# START OF INPUT MATERIAL

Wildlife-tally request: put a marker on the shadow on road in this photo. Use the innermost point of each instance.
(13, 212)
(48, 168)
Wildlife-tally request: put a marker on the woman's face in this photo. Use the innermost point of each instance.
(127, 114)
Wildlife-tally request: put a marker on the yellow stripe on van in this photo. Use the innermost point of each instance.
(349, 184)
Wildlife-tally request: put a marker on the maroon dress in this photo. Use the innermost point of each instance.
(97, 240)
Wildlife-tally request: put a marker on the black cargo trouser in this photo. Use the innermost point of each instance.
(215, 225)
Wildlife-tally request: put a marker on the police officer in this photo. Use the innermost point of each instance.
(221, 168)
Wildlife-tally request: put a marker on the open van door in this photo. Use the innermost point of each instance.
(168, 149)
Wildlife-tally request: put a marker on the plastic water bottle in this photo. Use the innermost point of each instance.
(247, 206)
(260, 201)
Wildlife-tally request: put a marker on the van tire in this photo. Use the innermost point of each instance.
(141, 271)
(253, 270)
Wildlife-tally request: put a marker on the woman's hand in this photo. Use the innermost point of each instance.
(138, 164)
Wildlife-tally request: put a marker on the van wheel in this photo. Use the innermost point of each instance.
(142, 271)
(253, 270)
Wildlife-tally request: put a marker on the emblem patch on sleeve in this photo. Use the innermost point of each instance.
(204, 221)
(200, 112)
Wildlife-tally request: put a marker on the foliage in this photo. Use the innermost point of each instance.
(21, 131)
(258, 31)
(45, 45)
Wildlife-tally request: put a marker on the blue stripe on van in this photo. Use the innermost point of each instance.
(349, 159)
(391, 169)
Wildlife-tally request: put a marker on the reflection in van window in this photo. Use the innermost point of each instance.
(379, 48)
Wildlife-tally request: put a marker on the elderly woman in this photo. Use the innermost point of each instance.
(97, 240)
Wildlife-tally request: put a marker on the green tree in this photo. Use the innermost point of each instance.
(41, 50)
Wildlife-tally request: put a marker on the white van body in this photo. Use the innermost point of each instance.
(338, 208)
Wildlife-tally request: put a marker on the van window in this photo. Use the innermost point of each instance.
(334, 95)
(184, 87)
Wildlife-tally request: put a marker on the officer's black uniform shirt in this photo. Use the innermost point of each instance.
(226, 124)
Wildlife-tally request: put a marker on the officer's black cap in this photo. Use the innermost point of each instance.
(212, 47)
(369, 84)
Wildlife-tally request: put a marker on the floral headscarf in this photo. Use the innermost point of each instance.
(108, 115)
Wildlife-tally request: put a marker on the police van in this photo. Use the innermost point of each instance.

# END OF INPUT MATERIAL

EXERCISE REQUIREMENTS: Add 78 to each coordinate number in the answers, then write out only the lines from the one containing "Wildlife-tally request: put a marker on the floral" through the end of the listing, requests included.

SOLUTION TO THIS PROBLEM:
Wildlife-tally request: put a marker on the floral headscarf in this photo. Use the innermost point of each instance.
(186, 193)
Wildlife-tally request: put a marker on the police van in this photo. Use the innermost point of each instance.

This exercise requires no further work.